* _APPLICARE QUANTO LETTO_:
[a] Nel brano sul ritorno al mare, con che cosa si temeva di dover prendere il sole?
[b] Riproduca fedelmente il passo del brano sul ritorno al mare che inizia con "E finalmente siamo" e termina con "fronte è abbronzata.".

* _BRANO PROPOSTO_:
====

E finalmente siamo al mare. Abbiamo avuto paura di non poterci tornare. Di essere costretti in un metro quadro recintato, di doverci buttare in acqua di corsa, senza sostare sulla spiaggia, senza chiacchierare, senza poter spalmare l’olio sulle spalle di un’amica. Abbiamo avuto paura di dover prendere il sole con la mascherina e tenerci per tutta l’estate il mento, il naso e mezze guance bianche, mentre la fronte è abbronzata.

====

Voci archiviate
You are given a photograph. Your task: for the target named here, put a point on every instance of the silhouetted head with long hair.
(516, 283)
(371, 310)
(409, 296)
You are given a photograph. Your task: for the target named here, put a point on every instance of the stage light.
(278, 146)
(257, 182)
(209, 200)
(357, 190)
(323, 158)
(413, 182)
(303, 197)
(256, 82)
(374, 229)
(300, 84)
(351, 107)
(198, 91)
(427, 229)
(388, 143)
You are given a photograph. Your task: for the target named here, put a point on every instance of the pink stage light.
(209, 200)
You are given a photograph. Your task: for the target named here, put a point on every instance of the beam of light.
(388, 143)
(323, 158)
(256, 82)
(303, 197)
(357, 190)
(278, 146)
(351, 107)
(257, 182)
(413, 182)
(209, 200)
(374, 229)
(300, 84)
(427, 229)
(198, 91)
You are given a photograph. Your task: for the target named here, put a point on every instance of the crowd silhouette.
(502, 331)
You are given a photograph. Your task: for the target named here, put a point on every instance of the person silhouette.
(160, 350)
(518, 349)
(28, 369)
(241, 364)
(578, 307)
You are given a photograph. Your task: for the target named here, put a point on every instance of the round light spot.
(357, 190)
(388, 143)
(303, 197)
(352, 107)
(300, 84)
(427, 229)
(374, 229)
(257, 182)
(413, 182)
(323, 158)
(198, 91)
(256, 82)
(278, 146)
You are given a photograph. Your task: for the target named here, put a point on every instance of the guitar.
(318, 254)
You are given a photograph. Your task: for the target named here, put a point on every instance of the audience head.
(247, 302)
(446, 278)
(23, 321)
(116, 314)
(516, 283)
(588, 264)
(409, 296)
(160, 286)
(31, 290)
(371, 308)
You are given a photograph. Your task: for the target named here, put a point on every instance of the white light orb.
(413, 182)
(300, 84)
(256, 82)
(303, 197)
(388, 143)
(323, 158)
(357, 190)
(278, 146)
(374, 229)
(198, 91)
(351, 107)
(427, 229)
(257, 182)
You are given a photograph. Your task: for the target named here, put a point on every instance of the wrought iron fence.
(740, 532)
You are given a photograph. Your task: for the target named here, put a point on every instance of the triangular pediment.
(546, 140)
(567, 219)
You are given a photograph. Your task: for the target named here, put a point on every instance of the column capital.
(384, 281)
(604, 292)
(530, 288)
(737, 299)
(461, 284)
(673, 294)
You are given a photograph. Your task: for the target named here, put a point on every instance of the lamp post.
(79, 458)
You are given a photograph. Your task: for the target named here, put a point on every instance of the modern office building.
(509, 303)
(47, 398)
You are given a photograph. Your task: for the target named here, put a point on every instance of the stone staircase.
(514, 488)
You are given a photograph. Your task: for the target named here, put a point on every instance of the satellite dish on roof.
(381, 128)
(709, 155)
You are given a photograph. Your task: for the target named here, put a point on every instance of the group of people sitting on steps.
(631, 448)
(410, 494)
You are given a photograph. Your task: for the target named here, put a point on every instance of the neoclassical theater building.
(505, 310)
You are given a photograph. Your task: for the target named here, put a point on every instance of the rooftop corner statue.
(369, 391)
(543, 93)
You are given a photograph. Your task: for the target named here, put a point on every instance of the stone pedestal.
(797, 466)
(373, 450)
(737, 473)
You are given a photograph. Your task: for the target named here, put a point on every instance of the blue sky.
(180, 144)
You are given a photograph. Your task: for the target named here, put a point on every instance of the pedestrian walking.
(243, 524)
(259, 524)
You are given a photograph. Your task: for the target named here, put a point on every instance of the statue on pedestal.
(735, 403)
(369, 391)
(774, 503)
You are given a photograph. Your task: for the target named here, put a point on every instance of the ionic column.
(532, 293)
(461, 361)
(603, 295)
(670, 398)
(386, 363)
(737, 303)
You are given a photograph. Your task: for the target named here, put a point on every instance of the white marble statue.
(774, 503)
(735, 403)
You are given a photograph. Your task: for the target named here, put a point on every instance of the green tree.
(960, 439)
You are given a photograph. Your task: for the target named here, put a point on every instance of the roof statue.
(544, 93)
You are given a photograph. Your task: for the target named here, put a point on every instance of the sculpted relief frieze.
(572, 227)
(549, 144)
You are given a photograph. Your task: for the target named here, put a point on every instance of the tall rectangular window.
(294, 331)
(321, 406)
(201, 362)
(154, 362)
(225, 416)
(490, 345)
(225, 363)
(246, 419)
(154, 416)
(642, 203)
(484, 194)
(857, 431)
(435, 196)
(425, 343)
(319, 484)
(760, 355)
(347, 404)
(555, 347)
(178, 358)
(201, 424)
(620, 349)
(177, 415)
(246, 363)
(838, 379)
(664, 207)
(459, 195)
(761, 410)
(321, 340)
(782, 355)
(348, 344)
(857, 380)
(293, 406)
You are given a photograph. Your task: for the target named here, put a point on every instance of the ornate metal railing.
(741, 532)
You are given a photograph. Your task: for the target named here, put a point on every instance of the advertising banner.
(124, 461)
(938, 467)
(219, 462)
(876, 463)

====

* _SOLUZIONI DELL'ESERCIZIO_:
[a] Con la mascherina.

[b]
E finalmente siamo al mare. Abbiamo avuto paura di non poterci tornare. Di essere costretti in un metro quadro recintato, di doverci buttare in acqua di corsa, senza sostare sulla spiaggia, senza chiacchierare, senza poter spalmare l’olio sulle spalle di un’amica. Abbiamo avuto paura di dover prendere il sole con la mascherina e tenerci per tutta l’estate il mento, il naso e mezze guance bianche, mentre la fronte è abbronzata.